> _SUPPLIED TEXT_:
>>>>>

Polchinski graduated from Canyon del Oro High School in Tucson, Arizona, in 1971. He obtained his B.S. degree from Caltech in 1975, and his Ph.D. from the University of California, Berkeley, in 1980 under the supervision of Stanley Mandelstam. He did not publish any papers as a graduate student.
After postdoctoral positions at SLAC (1980–82) and Harvard (1982–84) he was a professor at the University of Texas at Austin from 1984 to 1992. From 1992 to March 2017 he was a professor in the Physics Department at the University of California, Santa Barbara and a permanent member of the Kavli Institute for Theoretical Physics there.

==Contributions==

Polchinski wrote the two-volume textbook String Theory, published in 1998. He is best known for the development of D-branes. In 2008 he won the Dirac Medal for his work in superstring theory. He was awarded the 2017 Breakthrough Prize in Fundamental Physics in recognition of his contributions to theoretical physics.

===D-branes===
Polchinski's contributions to D-brane physics were a primary trigger of the second superstring revolution and the physics of holographic gauge-gravity dualities. After co-discovering D-branes in 1989, his 1995 work conjectured and partially demonstrated the equivalence between D-branes and black p-branes. The duality between these objects was soon understood to be a demonstration of holography, in which a theory of quantum gravity (the black p-branes) is equivalent to a lower-dimensional theory without gravity (the D-branes), as later demonstrated in Maldacena's AdS/CFT duality.

<<<<<

> _PARTS OF THE EXERCISE_:
1: In the passage on Polchinski, what award did he receive in 2008 for his superstring theory work?
2: Pick up the passage on Polchinski after its last sentence and carry it forward.
The entries are separate material, unconnected to the passage on Polchinski.

> _EXTRACTED DATA_:
>>>>>

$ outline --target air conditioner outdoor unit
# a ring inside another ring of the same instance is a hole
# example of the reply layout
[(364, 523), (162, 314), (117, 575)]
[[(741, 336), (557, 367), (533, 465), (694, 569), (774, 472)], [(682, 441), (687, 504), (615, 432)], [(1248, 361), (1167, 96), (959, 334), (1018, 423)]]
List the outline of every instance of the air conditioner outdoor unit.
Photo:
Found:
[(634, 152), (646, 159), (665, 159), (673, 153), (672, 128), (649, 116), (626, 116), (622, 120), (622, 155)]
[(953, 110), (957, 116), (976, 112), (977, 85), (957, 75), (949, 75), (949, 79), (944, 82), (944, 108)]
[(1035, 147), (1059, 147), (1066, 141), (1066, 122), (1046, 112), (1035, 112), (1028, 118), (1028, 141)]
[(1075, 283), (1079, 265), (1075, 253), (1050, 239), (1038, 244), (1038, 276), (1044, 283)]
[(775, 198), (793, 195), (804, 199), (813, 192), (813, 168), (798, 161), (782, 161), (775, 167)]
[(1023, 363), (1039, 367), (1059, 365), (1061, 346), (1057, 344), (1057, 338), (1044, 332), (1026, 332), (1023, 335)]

<<<<<

> _WRITTEN ANSWERS_:
1: The Dirac Medal.

2:
===Polchinski's paradox===

Polchinski's paradox: a billiard ball travels back in time and prevents itself from traveling back in time

In an unpublished communication to Kip Thorne circa 1990, commenting on the Novikov self-consistency principle (in relation to sending objects or people through a traversable wormhole into the past, and the time paradoxes that could result), Polchinski raised a potentially paradoxical situation involving a billiard ball which passes through a wormhole which sends it back in time. In this scenario, the ball is fired into a wormhole at an angle such that it exits the wormhole in the past at just the right angle to collide with its earlier self, thereby knocking it off course and preventing it from entering the wormhole in the first place. Thorne dubbed this problem "Polchinski's paradox" in 1994.

Later students of the whimsical problem developed solutions which avoid inconsistencies by having the ball emerge from the future at a different angle than the one used to generate the paradox and deliver its past self a glancing blow instead of knocking it completely away from the wormhole, which changes its trajectory in just the right way so that it travels back in time with the angle required to deliver this glancing blow to its past self.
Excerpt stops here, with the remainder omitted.